- _PROBLEM TO WORK ON_
Starting at the line that contains "formatted like [378,92].", print every remaining line of the entries, unchanged, and output nothing more.

- _MATERIAL FOR THE TASK_
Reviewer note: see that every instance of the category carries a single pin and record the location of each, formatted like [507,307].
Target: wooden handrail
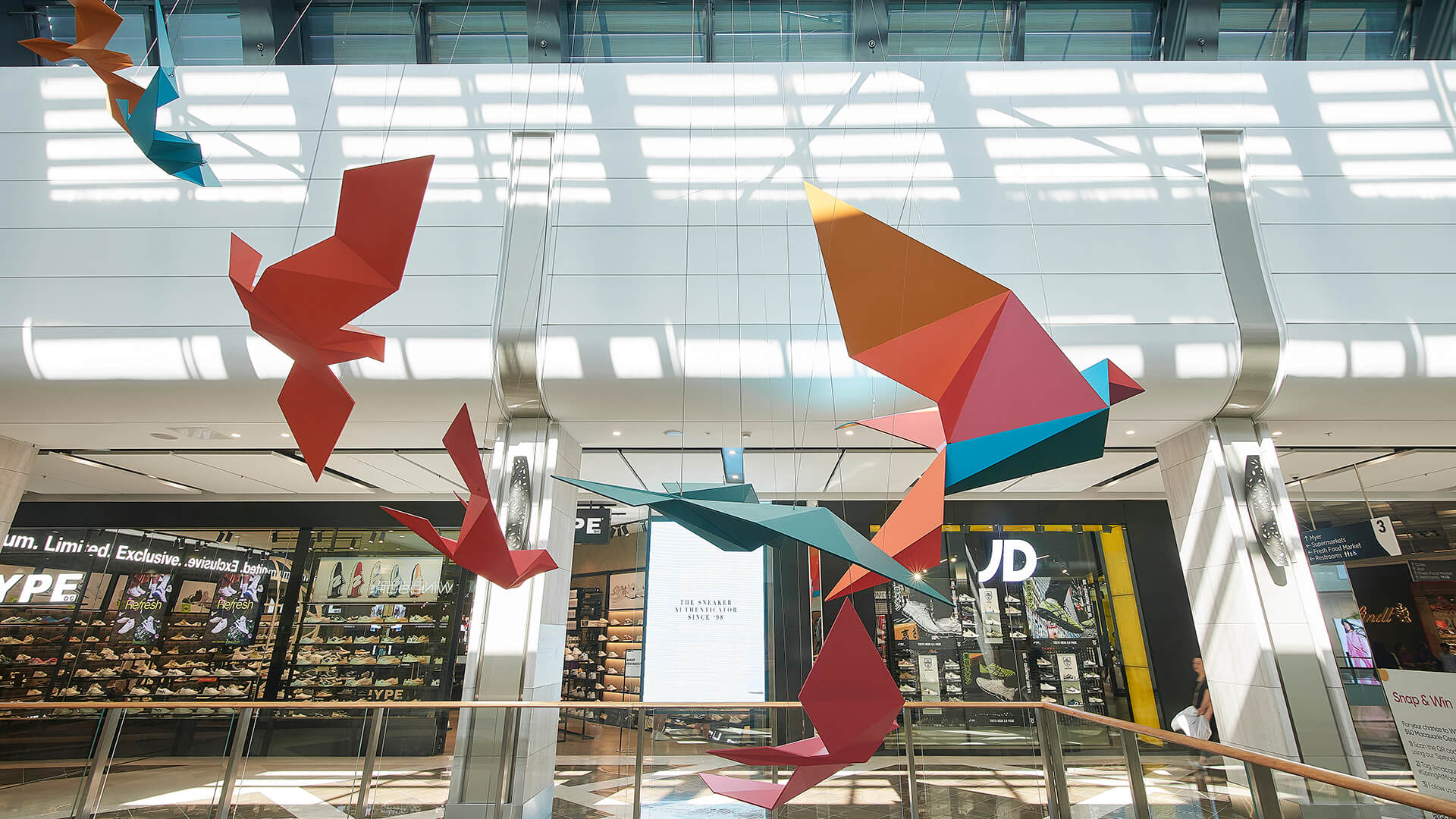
[1346,781]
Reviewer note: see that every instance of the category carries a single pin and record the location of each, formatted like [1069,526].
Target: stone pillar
[17,461]
[1272,670]
[517,635]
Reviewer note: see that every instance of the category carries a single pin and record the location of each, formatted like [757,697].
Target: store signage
[42,588]
[705,620]
[1354,541]
[1424,710]
[379,579]
[1005,558]
[234,620]
[593,525]
[142,608]
[1433,570]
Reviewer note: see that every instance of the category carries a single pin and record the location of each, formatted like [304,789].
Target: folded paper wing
[305,302]
[1009,403]
[852,701]
[482,547]
[745,525]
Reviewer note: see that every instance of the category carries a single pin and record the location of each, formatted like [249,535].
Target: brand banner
[142,608]
[1354,541]
[705,620]
[1424,710]
[378,579]
[235,611]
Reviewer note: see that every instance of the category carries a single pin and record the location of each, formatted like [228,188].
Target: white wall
[682,238]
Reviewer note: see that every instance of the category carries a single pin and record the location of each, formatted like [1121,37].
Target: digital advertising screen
[705,621]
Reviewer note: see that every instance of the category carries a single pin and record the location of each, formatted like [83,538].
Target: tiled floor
[595,780]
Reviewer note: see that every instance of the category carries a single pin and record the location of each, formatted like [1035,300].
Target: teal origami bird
[178,156]
[731,518]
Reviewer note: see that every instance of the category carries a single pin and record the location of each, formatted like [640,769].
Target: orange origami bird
[95,25]
[482,545]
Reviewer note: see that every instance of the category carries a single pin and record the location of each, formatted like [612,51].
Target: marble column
[1272,672]
[17,461]
[506,760]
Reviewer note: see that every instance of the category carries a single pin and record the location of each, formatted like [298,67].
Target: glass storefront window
[1254,31]
[1091,31]
[788,31]
[347,36]
[478,33]
[949,31]
[637,31]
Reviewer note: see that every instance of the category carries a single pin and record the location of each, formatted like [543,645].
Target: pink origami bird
[482,545]
[303,303]
[852,701]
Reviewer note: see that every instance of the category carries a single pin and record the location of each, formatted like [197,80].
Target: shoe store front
[309,615]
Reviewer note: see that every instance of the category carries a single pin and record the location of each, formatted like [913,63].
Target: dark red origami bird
[852,701]
[482,545]
[303,303]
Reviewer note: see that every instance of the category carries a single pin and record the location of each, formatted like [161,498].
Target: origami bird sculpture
[131,107]
[852,701]
[482,545]
[302,303]
[731,518]
[1008,401]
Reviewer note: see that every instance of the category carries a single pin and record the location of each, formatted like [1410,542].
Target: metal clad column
[504,760]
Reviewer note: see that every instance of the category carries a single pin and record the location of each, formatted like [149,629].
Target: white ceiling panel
[441,466]
[657,468]
[58,474]
[609,468]
[191,472]
[886,474]
[788,472]
[1388,474]
[1305,463]
[1147,480]
[391,472]
[280,471]
[1081,477]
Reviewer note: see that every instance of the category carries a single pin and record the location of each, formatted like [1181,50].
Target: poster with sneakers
[142,610]
[1059,608]
[234,620]
[378,579]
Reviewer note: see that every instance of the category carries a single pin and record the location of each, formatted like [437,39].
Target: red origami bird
[482,545]
[852,701]
[95,25]
[303,303]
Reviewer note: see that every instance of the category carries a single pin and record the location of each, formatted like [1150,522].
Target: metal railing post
[913,799]
[376,727]
[242,722]
[637,764]
[1264,792]
[1049,738]
[1134,776]
[99,761]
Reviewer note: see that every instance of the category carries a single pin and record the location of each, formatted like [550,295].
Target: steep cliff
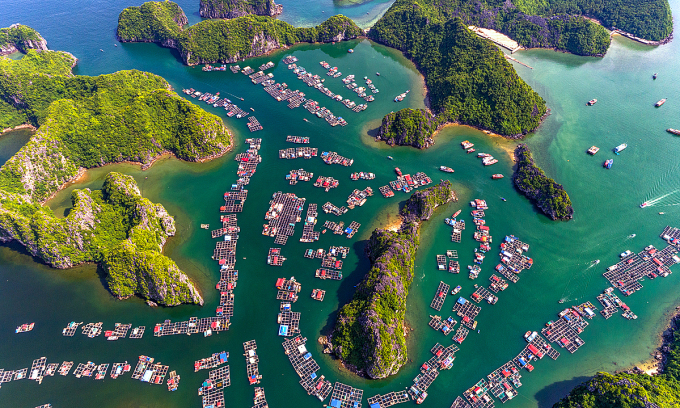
[543,191]
[370,332]
[238,8]
[224,41]
[21,38]
[86,122]
[468,79]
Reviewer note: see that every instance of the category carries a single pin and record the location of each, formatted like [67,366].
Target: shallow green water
[606,204]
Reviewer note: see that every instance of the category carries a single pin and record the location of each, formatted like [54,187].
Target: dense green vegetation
[468,79]
[369,333]
[20,37]
[223,40]
[626,390]
[648,19]
[531,180]
[86,122]
[409,127]
[238,8]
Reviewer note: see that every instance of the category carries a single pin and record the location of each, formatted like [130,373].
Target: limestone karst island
[340,203]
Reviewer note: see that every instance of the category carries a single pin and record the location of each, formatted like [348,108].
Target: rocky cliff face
[22,38]
[370,333]
[543,191]
[91,233]
[238,8]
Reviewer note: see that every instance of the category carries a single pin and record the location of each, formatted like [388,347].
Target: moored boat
[620,148]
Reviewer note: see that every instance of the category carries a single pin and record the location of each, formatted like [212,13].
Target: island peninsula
[84,122]
[238,8]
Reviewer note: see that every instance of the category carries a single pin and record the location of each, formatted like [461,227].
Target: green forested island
[630,389]
[21,38]
[223,41]
[370,332]
[469,80]
[84,122]
[238,8]
[543,191]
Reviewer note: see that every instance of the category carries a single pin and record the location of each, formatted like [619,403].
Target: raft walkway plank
[260,400]
[352,229]
[283,214]
[215,360]
[512,277]
[308,233]
[465,309]
[330,208]
[65,367]
[71,329]
[454,266]
[566,332]
[292,320]
[306,368]
[345,396]
[335,158]
[92,330]
[389,399]
[440,296]
[84,369]
[328,274]
[479,398]
[460,335]
[483,294]
[101,371]
[37,369]
[119,368]
[51,369]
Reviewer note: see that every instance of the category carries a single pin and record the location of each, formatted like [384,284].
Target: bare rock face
[238,8]
[22,38]
[369,335]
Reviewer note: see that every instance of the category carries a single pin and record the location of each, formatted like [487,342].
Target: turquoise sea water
[606,204]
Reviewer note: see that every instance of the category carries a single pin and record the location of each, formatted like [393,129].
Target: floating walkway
[283,214]
[306,368]
[252,362]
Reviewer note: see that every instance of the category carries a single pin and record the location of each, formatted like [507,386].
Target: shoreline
[656,363]
[143,166]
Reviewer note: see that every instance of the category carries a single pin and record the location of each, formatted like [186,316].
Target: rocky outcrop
[21,38]
[543,191]
[370,332]
[409,127]
[238,8]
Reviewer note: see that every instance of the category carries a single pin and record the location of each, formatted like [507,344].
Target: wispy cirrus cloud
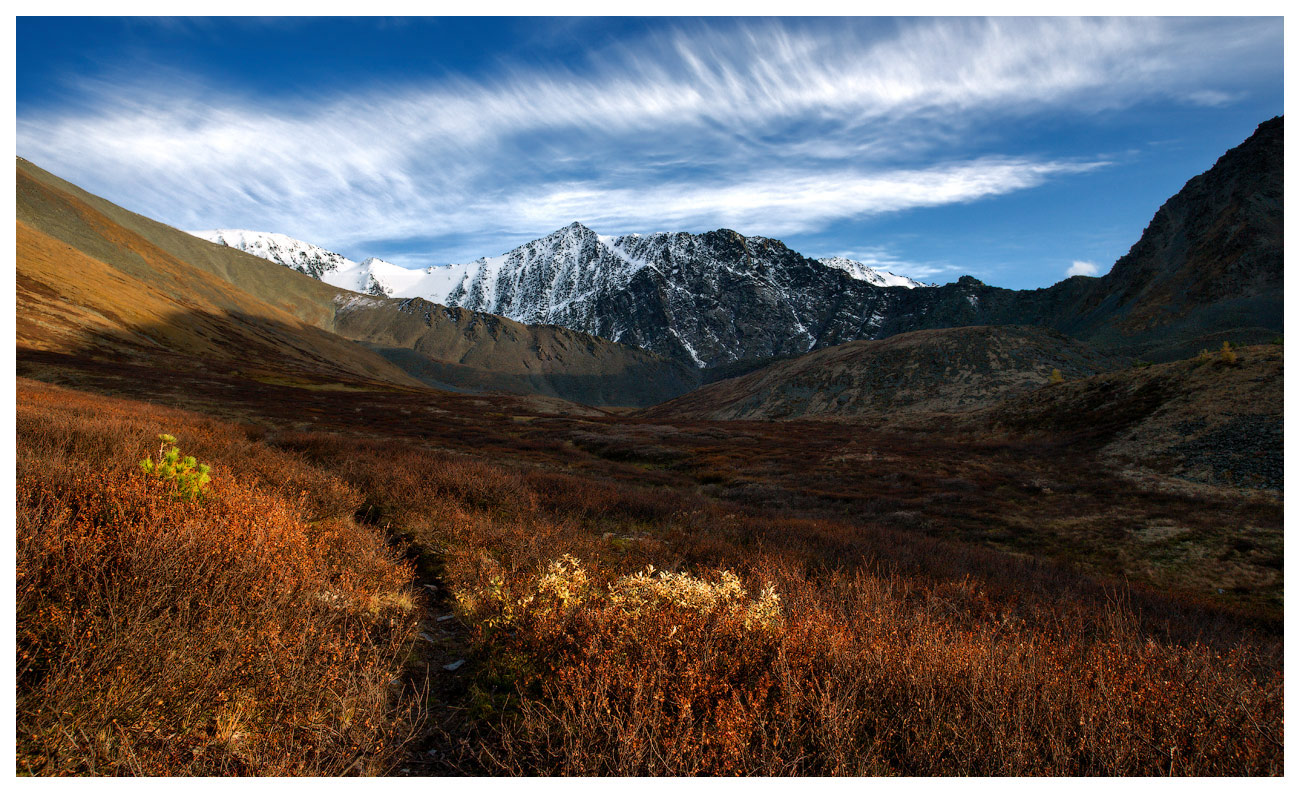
[771,128]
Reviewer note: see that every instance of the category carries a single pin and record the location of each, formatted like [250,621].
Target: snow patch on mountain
[870,274]
[706,298]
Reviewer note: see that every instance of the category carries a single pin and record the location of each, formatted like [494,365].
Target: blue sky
[1018,150]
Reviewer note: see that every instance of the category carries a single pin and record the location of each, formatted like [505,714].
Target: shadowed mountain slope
[1212,417]
[947,371]
[74,239]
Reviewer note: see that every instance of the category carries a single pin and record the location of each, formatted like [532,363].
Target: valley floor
[406,581]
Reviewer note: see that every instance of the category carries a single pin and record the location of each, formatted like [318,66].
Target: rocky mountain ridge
[1208,268]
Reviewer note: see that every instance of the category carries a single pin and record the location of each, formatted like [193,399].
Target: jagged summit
[1209,263]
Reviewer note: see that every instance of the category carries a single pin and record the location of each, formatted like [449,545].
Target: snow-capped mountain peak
[706,298]
[856,269]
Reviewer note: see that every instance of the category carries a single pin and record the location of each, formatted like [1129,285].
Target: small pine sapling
[187,476]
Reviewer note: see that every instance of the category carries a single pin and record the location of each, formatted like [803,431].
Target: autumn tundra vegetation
[343,597]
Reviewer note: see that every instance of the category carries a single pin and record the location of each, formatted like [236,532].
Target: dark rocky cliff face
[1208,268]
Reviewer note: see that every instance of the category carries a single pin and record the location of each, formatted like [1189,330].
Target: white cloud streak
[765,126]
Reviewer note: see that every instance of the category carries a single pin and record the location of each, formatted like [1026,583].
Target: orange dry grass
[857,677]
[226,636]
[885,658]
[839,648]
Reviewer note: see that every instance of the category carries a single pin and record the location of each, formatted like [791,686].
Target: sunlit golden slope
[272,307]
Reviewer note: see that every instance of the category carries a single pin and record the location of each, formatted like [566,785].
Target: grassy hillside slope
[456,350]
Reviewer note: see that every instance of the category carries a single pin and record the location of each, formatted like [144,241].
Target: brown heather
[255,632]
[612,625]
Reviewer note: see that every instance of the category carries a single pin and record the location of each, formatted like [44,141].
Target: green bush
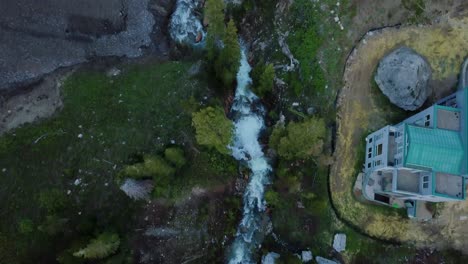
[53,200]
[228,62]
[272,198]
[302,140]
[53,225]
[175,156]
[213,129]
[152,167]
[101,247]
[265,82]
[25,226]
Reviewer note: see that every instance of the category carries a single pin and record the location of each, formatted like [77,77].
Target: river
[248,116]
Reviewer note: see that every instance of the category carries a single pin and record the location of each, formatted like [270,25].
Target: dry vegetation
[444,46]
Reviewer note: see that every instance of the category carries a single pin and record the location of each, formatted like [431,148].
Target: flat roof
[438,149]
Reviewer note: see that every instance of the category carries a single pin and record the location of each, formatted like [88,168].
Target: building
[423,158]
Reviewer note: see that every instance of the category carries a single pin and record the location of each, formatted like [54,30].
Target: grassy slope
[320,46]
[137,112]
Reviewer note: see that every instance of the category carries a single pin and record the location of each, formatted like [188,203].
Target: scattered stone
[137,189]
[195,68]
[306,256]
[199,37]
[112,72]
[403,76]
[270,258]
[339,242]
[321,260]
[77,182]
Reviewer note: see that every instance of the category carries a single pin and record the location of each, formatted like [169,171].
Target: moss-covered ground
[105,124]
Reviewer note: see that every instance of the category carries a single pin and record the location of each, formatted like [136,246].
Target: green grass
[137,112]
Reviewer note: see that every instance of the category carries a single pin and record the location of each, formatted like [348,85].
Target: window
[379,149]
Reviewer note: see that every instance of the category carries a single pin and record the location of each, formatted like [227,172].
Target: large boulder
[403,76]
[38,37]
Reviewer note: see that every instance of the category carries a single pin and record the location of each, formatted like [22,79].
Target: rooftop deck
[408,181]
[450,185]
[447,119]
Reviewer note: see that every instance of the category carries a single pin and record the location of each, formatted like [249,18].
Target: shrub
[152,166]
[175,156]
[53,200]
[25,226]
[228,61]
[215,16]
[300,140]
[53,225]
[272,198]
[265,82]
[213,129]
[101,247]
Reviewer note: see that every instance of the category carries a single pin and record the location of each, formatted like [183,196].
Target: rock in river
[403,76]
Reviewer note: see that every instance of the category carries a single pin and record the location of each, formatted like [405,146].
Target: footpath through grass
[105,123]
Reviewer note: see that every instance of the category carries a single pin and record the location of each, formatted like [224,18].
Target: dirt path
[444,45]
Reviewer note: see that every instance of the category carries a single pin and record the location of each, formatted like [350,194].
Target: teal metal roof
[438,149]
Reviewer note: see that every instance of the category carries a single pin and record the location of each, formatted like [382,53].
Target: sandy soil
[31,104]
[444,45]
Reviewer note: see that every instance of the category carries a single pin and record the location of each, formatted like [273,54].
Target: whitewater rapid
[248,116]
[185,24]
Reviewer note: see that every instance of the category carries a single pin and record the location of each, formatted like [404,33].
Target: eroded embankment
[444,46]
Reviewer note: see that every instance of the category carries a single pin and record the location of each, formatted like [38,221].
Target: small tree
[213,129]
[227,64]
[137,190]
[175,156]
[53,200]
[215,17]
[101,247]
[25,226]
[300,140]
[265,83]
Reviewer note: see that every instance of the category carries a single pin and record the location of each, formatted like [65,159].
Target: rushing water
[248,116]
[185,25]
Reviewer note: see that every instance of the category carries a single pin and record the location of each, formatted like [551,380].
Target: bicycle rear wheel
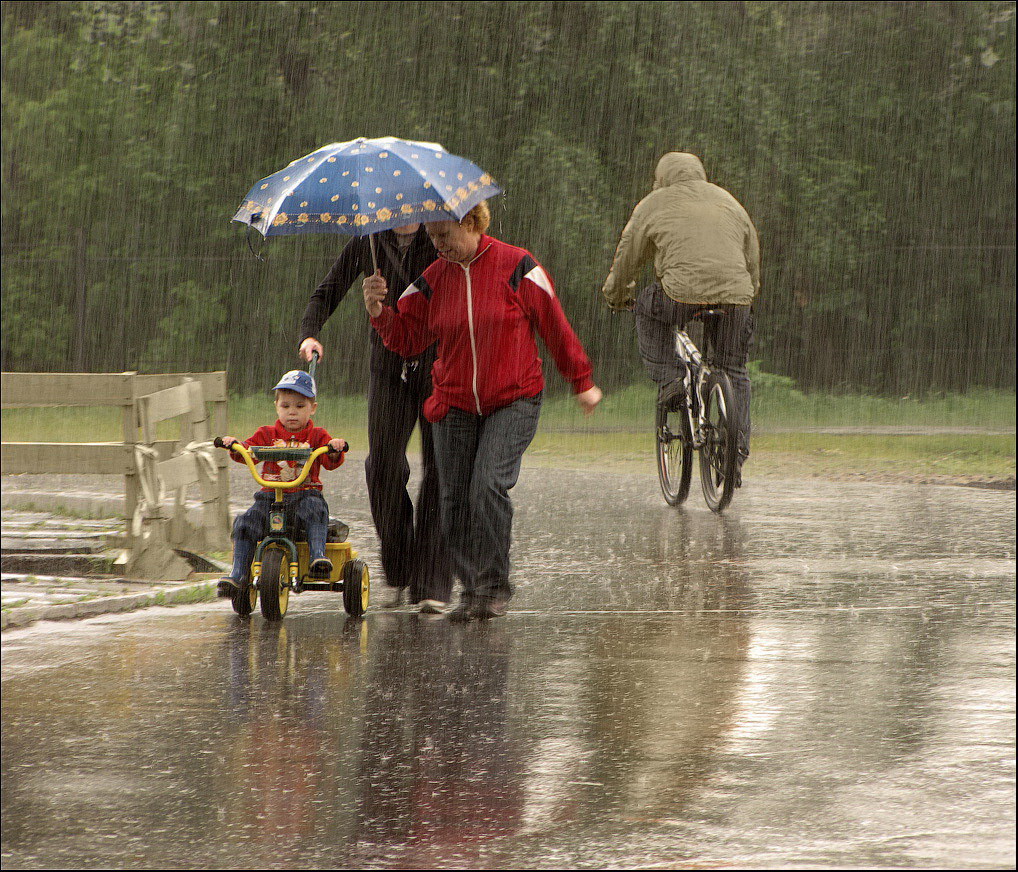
[719,455]
[675,454]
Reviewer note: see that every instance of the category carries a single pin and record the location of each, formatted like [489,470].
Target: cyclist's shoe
[321,568]
[227,586]
[672,396]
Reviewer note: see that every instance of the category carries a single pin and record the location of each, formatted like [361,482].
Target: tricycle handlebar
[259,454]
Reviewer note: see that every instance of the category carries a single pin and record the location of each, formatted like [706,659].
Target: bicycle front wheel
[719,454]
[675,455]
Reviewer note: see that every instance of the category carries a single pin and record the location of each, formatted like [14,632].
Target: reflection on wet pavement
[819,679]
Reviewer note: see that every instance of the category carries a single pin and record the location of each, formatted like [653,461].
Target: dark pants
[412,549]
[729,340]
[252,526]
[478,459]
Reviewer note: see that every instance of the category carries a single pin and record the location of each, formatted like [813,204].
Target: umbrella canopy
[365,186]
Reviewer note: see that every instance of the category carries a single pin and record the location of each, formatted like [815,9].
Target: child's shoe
[320,568]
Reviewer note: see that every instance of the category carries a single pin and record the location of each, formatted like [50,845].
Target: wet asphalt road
[823,678]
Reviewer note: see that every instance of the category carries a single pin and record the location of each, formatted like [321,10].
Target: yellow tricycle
[281,559]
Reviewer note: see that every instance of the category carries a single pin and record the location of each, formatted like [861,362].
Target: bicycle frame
[695,375]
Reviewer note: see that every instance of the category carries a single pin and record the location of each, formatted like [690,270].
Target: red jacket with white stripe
[484,315]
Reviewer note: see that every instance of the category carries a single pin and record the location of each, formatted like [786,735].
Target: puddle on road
[835,689]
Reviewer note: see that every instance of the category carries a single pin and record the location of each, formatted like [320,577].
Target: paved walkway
[57,567]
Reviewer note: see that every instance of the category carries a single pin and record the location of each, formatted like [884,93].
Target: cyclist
[705,255]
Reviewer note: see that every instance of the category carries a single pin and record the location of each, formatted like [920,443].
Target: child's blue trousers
[252,526]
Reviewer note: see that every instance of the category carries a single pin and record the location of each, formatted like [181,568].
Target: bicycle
[701,422]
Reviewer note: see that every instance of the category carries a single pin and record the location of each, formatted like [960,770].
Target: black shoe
[320,568]
[672,396]
[487,608]
[227,586]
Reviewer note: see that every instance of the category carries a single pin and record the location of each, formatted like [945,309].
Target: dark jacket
[354,262]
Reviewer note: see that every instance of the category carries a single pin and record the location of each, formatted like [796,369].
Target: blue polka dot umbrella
[365,186]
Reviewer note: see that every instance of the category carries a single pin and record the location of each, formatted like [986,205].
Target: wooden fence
[152,467]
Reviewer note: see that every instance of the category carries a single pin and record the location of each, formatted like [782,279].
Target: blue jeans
[252,526]
[478,459]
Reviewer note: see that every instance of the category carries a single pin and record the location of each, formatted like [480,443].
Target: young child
[293,428]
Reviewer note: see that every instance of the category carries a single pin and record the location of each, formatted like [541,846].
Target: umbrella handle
[375,256]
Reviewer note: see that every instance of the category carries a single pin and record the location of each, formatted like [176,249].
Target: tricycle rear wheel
[274,584]
[245,598]
[356,587]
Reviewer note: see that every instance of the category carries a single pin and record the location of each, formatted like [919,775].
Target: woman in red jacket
[482,301]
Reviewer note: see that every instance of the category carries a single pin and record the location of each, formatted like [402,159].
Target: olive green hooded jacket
[703,244]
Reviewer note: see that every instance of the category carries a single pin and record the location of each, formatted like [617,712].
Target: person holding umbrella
[413,556]
[482,301]
[380,190]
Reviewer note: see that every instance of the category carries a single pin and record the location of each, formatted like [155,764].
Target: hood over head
[677,167]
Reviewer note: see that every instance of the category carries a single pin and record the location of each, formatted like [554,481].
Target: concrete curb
[200,591]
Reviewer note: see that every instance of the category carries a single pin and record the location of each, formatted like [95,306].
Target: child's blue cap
[299,382]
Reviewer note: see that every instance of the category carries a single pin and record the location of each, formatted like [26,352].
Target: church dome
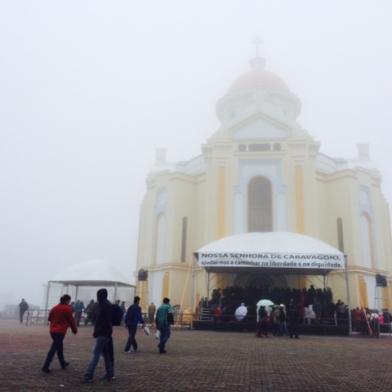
[258,91]
[258,79]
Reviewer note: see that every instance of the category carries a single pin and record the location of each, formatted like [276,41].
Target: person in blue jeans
[132,319]
[103,339]
[163,319]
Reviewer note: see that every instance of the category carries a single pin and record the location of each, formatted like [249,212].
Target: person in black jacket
[132,319]
[103,338]
[293,318]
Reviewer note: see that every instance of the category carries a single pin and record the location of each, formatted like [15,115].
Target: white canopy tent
[92,273]
[284,252]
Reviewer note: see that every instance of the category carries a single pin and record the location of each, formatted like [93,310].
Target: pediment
[259,129]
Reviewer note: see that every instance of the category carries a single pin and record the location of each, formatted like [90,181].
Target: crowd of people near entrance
[294,306]
[104,315]
[320,301]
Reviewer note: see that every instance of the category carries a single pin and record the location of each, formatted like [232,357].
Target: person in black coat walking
[103,338]
[292,317]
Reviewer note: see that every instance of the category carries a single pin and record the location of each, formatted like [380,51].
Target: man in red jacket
[60,318]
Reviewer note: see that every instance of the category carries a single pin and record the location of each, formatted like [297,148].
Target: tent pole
[348,295]
[47,299]
[208,285]
[115,292]
[193,289]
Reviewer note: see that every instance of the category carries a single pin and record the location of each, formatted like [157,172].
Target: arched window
[184,238]
[260,204]
[160,255]
[339,223]
[367,249]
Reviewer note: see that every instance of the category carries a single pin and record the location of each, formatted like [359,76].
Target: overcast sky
[89,90]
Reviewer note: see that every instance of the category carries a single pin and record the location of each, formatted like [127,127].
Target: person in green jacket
[163,320]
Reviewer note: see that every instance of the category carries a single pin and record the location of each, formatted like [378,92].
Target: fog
[89,90]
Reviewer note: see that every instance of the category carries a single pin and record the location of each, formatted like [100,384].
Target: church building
[262,172]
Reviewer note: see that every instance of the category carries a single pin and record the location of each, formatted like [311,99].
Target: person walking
[89,310]
[60,319]
[263,320]
[132,319]
[103,339]
[293,316]
[78,308]
[151,312]
[164,318]
[23,307]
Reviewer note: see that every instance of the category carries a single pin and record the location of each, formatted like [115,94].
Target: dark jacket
[134,316]
[103,315]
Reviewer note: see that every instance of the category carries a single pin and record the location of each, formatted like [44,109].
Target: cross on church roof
[257,42]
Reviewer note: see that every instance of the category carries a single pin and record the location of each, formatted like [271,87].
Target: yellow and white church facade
[262,172]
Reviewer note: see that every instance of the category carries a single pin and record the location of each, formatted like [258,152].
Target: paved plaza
[200,361]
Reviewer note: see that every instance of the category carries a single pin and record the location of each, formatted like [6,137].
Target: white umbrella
[241,312]
[265,302]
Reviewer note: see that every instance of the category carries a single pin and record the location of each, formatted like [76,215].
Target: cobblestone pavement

- _EXERCISE ANSWER_
Reviewer note: see that every instance of the category carries a single pin and record the location of each, formatted like [378,92].
Target: fog
[89,90]
Reviewer note: see that every instance of the category carries a single pin and record the location of each, formatted like [100,384].
Target: church building
[262,172]
Reviewer note: see that every instance of the category carries a single pin and record the location of each, formatted like [311,99].
Target: person walking
[89,310]
[60,319]
[263,320]
[132,319]
[103,339]
[293,316]
[78,308]
[151,312]
[164,318]
[23,307]
Reviewer note: see that every instance of the category carries a single pin and record the location of each, formatted like [115,94].
Target: dark jacket
[134,316]
[103,315]
Reviewer note: see that every instance of the category carries a single pin and record the location of each, formatted like [44,109].
Target: cross on church roof
[257,42]
Reviewer note: see that every instance of the category carries a single pin and record the location of each, formatted like [271,87].
Target: yellow and white church facade
[262,172]
Reviewer note: see that every instance of the category carries a single pin and record the location of each, formatted like [258,152].
Target: paved plaza
[200,361]
Reviewer note: see that every instance of the category carries a single pin and record the location of each, formatted like [6,137].
Target: white umbrella
[241,312]
[265,302]
Reviewer note: see that every instance of the category carries a single pin and record the location of each, formatted like [76,215].
Target: cobblestone pavement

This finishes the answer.